Work to do:
a – Answer these questions about the zipfile.py diff:
(i) On what date and at what time was the modified file stamped?
(ii) According to its docstring, which method returns a ZipExtFile?
(iii) In what size of block does the code read from compressed files?
b – Turn the records, from the line containing "of the stick" down to the end of the records, into a JSON list of strings. Use one string per line and leave out blank lines.

Document text:

>> BEGIN

Modified: python/trunk/Lib/zipfile.py
==============================================================================
--- python/trunk/Lib/zipfile.py	(original)
+++ python/trunk/Lib/zipfile.py	Tue Mar  6 11:41:24 2007
@@ -355,6 +355,200 @@
         self._UpdateKeys(c)
         return c
 
+class ZipExtFile:
+    """File-like object for reading an archive member.
+       Is returned by ZipFile.open(). 
+    """
+    
+    def __init__(self, fileobj, zipinfo, decrypt=None):
+        self.fileobj = fileobj
+        self.decrypter = decrypt
+        self.bytes_read = 0L
+        self.rawbuffer = ''
+        self.readbuffer = ''
+        self.linebuffer = ''
+        self.eof = False
+        self.univ_newlines = False
+        self.nlSeps = ("\n", )
+        self.lastdiscard = ''
+
+        self.compress_type = zipinfo.compress_type
+        self.compress_size = zipinfo.compress_size
+        
+        self.closed  = False
+        self.mode    = "r"
+        self.name = zipinfo.filename
+
+        # read from compressed files in 64k blocks
+        self.compreadsize = 64*1024
+        if self.compress_type == ZIP_DEFLATED:
+            self.dc = zlib.decompressobj(-15)

>> END

Data for the task:
>> BEGIN

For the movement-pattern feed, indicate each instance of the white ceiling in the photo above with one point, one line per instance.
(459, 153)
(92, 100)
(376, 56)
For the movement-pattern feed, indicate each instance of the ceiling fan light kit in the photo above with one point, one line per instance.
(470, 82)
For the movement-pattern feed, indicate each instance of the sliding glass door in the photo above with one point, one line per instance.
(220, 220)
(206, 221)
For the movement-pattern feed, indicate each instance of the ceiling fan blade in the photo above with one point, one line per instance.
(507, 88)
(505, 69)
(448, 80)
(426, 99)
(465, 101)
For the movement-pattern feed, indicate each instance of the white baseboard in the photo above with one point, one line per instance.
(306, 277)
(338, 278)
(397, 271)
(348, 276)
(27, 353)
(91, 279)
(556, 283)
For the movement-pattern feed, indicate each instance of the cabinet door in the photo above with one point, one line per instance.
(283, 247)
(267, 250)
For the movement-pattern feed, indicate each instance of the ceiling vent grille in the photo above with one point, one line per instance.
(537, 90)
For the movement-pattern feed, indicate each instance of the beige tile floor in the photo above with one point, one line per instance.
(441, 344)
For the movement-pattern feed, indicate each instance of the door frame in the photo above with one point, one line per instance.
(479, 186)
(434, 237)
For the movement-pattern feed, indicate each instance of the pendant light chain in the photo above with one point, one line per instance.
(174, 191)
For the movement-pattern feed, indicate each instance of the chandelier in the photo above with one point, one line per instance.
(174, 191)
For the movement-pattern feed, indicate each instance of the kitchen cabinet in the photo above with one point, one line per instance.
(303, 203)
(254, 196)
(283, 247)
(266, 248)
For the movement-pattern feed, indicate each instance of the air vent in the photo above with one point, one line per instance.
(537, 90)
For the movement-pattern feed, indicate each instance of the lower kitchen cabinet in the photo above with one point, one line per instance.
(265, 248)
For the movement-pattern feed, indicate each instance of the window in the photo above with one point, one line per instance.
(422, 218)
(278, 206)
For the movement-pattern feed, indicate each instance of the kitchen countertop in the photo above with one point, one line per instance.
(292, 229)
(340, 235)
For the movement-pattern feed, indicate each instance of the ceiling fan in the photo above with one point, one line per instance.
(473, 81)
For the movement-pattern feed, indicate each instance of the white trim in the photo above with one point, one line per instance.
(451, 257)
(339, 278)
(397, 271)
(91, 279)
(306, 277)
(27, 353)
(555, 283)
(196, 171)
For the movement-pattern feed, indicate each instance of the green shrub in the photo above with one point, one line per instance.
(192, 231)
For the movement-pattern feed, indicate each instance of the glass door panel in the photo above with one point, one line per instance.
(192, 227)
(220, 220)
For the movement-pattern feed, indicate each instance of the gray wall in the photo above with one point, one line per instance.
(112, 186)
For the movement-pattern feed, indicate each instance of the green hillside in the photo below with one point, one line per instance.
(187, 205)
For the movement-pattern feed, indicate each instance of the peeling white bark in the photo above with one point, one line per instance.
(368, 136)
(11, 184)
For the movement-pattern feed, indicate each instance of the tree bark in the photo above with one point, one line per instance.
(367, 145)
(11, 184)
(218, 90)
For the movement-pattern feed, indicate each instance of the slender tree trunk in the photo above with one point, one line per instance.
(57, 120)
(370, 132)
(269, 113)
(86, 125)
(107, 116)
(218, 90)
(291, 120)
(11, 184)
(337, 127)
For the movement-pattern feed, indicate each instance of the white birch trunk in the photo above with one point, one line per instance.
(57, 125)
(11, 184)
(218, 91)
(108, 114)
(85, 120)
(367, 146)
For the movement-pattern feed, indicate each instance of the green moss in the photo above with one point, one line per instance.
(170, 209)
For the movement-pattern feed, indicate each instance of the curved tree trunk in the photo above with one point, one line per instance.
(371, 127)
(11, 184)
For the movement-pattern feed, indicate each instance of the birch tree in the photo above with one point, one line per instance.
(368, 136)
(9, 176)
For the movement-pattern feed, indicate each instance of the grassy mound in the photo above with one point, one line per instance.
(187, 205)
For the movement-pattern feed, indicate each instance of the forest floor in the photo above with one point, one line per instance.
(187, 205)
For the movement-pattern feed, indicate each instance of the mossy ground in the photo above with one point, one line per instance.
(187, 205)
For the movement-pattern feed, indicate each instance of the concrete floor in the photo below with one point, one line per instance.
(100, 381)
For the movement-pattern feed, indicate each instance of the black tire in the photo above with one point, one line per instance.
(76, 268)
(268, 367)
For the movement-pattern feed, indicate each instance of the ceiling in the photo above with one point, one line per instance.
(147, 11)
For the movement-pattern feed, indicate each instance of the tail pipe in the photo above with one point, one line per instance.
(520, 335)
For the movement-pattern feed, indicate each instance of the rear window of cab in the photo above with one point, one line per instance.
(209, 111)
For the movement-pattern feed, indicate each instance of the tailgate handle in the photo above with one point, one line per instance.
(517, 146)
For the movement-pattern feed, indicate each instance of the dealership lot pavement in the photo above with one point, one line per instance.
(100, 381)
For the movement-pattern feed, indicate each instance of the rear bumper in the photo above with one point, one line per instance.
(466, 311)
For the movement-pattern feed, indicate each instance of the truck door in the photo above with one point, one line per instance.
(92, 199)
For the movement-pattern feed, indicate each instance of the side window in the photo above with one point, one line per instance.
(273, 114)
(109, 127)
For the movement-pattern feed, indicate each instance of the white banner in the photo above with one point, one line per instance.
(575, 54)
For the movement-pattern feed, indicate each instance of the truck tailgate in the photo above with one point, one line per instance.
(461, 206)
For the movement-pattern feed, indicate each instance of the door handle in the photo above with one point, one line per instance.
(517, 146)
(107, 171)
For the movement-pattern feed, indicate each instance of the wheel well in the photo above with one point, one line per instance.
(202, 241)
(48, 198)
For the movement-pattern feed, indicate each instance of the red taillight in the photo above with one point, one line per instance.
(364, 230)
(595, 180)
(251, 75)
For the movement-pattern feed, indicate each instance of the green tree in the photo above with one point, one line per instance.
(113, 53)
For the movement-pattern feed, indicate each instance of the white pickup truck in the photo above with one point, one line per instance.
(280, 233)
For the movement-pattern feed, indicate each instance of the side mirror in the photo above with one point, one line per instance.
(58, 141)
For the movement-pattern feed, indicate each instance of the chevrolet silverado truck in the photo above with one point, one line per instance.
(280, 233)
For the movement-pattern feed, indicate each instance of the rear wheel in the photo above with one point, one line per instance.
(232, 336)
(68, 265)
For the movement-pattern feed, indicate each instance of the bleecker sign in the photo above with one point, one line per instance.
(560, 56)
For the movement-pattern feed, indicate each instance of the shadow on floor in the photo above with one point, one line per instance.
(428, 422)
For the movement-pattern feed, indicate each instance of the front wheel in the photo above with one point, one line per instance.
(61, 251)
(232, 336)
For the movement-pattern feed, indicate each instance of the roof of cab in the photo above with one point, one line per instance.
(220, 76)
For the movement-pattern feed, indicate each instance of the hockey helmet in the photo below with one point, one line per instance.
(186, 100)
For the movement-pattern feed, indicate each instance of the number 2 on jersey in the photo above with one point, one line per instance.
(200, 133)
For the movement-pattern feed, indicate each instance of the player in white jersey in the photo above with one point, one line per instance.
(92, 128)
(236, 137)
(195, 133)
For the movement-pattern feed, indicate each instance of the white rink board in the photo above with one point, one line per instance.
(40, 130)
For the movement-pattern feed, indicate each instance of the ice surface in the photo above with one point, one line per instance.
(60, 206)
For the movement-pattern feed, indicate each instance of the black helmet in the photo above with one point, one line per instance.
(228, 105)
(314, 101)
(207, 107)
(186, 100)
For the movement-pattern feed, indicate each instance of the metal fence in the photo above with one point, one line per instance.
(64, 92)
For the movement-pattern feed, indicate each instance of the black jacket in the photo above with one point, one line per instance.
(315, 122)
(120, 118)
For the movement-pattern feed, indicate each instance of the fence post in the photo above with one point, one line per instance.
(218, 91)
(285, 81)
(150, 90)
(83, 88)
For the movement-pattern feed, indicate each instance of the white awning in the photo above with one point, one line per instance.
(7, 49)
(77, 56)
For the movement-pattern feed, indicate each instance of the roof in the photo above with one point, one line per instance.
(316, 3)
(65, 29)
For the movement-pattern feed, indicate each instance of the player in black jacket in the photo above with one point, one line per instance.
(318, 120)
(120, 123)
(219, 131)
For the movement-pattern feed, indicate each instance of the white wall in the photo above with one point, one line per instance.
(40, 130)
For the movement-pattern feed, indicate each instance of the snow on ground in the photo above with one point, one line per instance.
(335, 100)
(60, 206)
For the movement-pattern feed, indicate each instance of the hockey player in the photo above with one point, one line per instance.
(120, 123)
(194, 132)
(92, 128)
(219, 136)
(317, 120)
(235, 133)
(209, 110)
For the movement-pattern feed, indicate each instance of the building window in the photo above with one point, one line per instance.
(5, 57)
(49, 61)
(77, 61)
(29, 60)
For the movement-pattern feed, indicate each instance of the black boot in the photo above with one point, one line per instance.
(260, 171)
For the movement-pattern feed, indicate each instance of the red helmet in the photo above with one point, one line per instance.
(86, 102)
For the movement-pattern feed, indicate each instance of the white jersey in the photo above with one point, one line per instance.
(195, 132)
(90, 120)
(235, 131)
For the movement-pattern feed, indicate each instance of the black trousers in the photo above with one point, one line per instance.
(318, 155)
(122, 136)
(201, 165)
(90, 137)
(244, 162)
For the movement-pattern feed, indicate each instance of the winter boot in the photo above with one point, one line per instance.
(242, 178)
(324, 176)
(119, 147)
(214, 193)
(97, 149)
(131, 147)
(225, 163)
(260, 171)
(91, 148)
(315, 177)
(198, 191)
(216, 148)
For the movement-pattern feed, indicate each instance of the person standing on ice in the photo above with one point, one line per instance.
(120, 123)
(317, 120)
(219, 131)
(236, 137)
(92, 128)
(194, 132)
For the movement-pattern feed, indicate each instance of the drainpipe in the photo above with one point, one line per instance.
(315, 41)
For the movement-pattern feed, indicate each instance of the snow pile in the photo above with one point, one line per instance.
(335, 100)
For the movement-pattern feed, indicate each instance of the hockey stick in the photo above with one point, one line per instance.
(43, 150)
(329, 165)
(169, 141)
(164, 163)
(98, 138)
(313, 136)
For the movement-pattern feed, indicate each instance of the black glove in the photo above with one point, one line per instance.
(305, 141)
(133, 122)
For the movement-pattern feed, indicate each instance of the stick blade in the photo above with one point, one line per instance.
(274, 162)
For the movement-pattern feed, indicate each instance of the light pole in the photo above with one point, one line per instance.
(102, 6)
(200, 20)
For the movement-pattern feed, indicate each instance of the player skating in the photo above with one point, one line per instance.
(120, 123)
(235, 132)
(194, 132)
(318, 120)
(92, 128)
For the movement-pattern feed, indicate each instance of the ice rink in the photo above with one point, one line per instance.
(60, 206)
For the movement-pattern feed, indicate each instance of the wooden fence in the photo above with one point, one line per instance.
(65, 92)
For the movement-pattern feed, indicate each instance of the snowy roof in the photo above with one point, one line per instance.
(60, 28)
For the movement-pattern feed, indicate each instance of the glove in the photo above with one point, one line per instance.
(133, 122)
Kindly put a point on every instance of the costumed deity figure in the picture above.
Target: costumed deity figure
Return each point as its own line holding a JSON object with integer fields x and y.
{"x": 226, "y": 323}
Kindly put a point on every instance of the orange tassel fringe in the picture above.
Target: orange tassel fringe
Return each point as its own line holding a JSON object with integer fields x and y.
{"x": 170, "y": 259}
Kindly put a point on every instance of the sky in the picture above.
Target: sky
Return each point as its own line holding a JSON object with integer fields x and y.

>> END

Solutions to the tasks:
a –
(i) Tue Mar 6 11:41:24 2007
(ii) ZipFile.open()
(iii) 64k blocks (64*1024)

b –
[
  "For the movement-pattern feed, indicate each instance of the stick blade in the photo above with one point, one line per instance.",
  "(274, 162)",
  "For the movement-pattern feed, indicate each instance of the light pole in the photo above with one point, one line per instance.",
  "(102, 6)",
  "(200, 20)",
  "For the movement-pattern feed, indicate each instance of the player skating in the photo above with one point, one line per instance.",
  "(120, 123)",
  "(235, 132)",
  "(194, 132)",
  "(318, 120)",
  "(92, 128)",
  "For the movement-pattern feed, indicate each instance of the ice rink in the photo above with one point, one line per instance.",
  "(60, 206)",
  "For the movement-pattern feed, indicate each instance of the wooden fence in the photo above with one point, one line per instance.",
  "(65, 92)",
  "For the movement-pattern feed, indicate each instance of the snowy roof in the photo above with one point, one line per instance.",
  "(60, 28)",
  "For the movement-pattern feed, indicate each instance of the glove in the photo above with one point, one line per instance.",
  "(133, 122)",
  "Kindly put a point on every instance of the costumed deity figure in the picture above.",
  "Target: costumed deity figure",
  "Return each point as its own line holding a JSON object with integer fields x and y.",
  "{\"x\": 226, \"y\": 323}",
  "Kindly put a point on every instance of the orange tassel fringe in the picture above.",
  "Target: orange tassel fringe",
  "Return each point as its own line holding a JSON object with integer fields x and y.",
  "{\"x\": 170, \"y\": 259}",
  "Kindly put a point on every instance of the sky in the picture above.",
  "Target: sky",
  "Return each point as its own line holding a JSON object with integer fields x and y."
]